(Beginning of AVAILABLE DATA)

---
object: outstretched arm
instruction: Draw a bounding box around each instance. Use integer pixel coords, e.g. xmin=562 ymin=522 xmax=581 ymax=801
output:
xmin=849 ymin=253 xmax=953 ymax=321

(End of AVAILABLE DATA)

▶ _THE PROBLEM_
Each line of the listing is to be repeated without alteration.

▶ _WRITTEN ANSWER_
---
object: outstretched arm
instruction: Draw a bounding box around each instance. Use integer pixel coords, e.g. xmin=562 ymin=522 xmax=581 ymax=801
output:
xmin=849 ymin=253 xmax=953 ymax=321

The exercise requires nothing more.